- Work item -
Find the word "below" in the data. Return every line where it appears.

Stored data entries
***

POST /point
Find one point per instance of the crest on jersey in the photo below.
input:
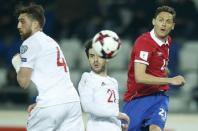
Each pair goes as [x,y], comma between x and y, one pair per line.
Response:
[23,49]
[144,55]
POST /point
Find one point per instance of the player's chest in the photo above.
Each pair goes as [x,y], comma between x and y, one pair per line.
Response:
[105,92]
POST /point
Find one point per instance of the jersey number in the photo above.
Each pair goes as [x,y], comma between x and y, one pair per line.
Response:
[164,66]
[60,61]
[112,97]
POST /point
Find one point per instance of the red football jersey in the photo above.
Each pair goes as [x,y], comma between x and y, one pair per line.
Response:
[149,50]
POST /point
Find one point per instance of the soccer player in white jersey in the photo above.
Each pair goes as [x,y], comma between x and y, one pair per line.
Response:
[41,61]
[99,96]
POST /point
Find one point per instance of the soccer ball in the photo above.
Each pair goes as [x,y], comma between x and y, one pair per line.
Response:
[106,43]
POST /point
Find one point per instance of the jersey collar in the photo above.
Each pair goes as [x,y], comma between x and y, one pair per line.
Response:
[157,40]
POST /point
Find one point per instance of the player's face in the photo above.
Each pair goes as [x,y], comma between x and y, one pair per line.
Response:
[163,24]
[24,26]
[98,65]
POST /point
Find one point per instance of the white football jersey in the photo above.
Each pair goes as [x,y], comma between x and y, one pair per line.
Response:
[99,98]
[50,71]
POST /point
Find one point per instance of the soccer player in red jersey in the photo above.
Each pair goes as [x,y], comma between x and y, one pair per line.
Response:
[145,100]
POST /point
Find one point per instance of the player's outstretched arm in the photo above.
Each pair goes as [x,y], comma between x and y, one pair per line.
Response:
[31,107]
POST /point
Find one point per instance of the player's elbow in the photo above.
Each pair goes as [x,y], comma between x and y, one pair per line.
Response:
[23,82]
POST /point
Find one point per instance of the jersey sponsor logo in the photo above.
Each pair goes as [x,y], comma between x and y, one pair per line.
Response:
[23,49]
[23,59]
[144,55]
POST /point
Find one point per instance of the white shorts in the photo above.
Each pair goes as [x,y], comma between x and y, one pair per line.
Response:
[63,117]
[93,125]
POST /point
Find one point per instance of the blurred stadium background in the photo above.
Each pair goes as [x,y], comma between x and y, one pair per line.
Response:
[71,23]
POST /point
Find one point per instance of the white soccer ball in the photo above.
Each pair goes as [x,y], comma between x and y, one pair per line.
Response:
[106,43]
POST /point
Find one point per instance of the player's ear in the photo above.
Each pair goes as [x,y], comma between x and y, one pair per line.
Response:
[153,22]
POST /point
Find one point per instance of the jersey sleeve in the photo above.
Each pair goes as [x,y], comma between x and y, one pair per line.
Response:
[29,52]
[86,96]
[142,51]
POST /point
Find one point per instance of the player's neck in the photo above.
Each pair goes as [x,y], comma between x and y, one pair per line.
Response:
[163,39]
[36,30]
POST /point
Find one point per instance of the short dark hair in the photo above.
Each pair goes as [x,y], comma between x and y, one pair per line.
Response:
[88,46]
[165,9]
[35,11]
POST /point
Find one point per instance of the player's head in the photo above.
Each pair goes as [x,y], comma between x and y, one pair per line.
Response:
[98,64]
[30,19]
[164,21]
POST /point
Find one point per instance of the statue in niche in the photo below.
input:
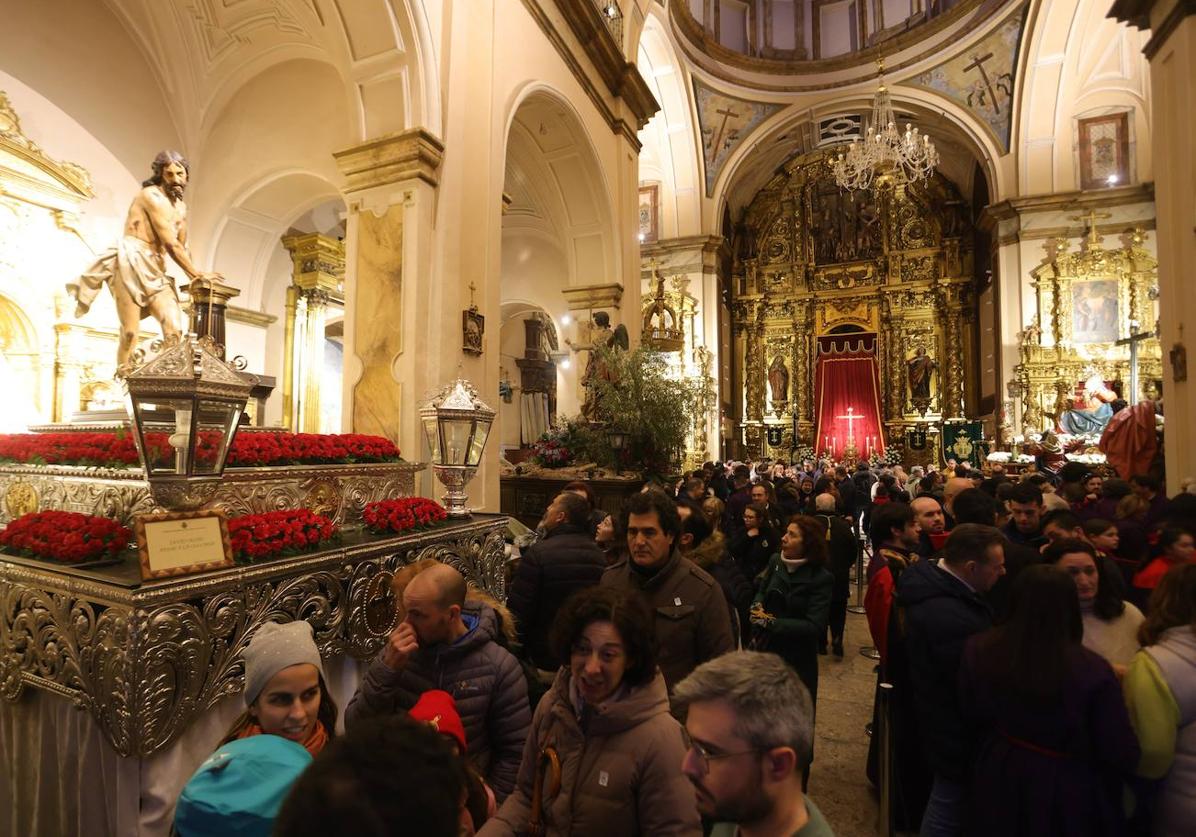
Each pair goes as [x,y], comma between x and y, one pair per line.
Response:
[603,336]
[919,368]
[867,228]
[135,269]
[779,380]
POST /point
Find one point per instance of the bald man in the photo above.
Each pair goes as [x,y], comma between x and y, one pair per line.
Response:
[952,489]
[449,641]
[933,524]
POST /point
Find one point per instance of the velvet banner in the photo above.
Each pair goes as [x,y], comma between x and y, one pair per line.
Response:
[847,395]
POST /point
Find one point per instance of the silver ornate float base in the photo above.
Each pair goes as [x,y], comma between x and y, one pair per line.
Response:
[147,658]
[340,492]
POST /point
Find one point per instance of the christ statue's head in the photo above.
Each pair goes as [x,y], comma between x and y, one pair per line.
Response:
[171,172]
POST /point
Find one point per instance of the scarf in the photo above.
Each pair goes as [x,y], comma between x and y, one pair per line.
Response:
[313,744]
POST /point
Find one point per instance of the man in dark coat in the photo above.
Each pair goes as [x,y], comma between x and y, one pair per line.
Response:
[449,642]
[740,495]
[708,550]
[565,561]
[862,482]
[940,605]
[1025,503]
[691,616]
[846,490]
[842,553]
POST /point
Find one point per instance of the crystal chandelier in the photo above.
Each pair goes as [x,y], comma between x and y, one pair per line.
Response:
[886,151]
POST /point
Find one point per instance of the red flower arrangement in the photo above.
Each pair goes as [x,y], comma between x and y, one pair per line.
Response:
[249,448]
[402,514]
[68,537]
[273,533]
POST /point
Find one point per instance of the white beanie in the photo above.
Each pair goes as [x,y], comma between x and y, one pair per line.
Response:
[275,647]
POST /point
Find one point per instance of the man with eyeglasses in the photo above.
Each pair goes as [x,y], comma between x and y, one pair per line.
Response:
[749,731]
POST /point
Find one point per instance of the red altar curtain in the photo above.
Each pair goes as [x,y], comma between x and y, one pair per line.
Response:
[846,377]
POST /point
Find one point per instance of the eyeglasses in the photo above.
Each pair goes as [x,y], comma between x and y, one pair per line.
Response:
[705,756]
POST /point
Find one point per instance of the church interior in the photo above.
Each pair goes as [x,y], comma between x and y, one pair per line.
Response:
[889,231]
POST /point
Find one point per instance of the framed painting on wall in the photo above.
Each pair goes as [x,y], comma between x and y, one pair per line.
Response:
[1104,151]
[650,213]
[1094,311]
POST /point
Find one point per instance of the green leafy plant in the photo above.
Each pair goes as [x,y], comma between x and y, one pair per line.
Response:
[639,395]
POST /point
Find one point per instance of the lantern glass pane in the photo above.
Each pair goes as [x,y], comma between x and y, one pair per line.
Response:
[432,432]
[165,428]
[478,443]
[457,433]
[215,431]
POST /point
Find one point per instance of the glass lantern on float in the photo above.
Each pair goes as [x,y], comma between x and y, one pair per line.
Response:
[457,423]
[185,404]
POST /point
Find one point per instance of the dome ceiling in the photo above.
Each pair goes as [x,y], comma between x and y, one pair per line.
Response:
[799,46]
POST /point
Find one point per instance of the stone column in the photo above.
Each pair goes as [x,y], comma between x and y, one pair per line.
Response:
[390,317]
[1171,52]
[288,356]
[318,278]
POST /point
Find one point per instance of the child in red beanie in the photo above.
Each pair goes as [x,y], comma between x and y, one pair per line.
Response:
[439,709]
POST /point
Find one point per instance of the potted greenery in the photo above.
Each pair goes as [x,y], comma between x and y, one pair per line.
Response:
[654,411]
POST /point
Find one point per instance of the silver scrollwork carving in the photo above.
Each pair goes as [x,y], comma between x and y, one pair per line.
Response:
[146,661]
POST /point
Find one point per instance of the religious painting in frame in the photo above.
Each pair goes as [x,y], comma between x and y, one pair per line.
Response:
[650,213]
[182,543]
[1094,311]
[1104,151]
[473,327]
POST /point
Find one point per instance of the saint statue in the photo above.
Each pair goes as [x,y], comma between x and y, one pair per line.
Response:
[135,269]
[1091,411]
[920,367]
[602,337]
[779,380]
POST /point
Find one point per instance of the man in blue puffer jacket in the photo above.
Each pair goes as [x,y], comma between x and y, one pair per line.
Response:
[452,643]
[940,604]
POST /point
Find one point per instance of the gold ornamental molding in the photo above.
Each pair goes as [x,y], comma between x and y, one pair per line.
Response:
[249,317]
[29,173]
[593,297]
[390,159]
[730,66]
[621,77]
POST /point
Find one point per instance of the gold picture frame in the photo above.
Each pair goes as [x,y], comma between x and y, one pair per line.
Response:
[182,543]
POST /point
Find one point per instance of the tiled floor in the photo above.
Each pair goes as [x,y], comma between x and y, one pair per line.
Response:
[837,783]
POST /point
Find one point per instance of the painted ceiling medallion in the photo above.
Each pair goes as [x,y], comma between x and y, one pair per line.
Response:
[725,122]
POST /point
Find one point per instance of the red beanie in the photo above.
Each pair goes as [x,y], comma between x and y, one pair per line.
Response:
[438,708]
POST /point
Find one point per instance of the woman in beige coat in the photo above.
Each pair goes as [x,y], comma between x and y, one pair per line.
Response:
[603,755]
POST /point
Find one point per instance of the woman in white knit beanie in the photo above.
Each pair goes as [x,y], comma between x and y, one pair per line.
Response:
[285,689]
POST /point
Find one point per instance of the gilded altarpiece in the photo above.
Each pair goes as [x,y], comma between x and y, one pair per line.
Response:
[1086,301]
[812,260]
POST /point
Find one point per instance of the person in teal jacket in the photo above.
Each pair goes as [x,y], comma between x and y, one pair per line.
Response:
[791,610]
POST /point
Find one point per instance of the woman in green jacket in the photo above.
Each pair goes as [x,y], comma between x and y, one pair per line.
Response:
[791,610]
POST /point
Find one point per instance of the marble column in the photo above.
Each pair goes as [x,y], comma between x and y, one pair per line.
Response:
[389,318]
[1171,52]
[317,279]
[694,258]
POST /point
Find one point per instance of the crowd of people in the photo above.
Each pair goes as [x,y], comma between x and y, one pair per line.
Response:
[656,671]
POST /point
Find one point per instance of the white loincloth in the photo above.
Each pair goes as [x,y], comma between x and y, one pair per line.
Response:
[134,266]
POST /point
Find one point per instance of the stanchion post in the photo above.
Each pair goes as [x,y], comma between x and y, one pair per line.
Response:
[886,759]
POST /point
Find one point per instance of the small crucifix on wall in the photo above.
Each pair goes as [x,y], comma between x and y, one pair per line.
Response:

***

- Final answer -
Find one point per instance of the crest on jersey in the photo below.
Find one point per instance of the statue in niche in the photo below.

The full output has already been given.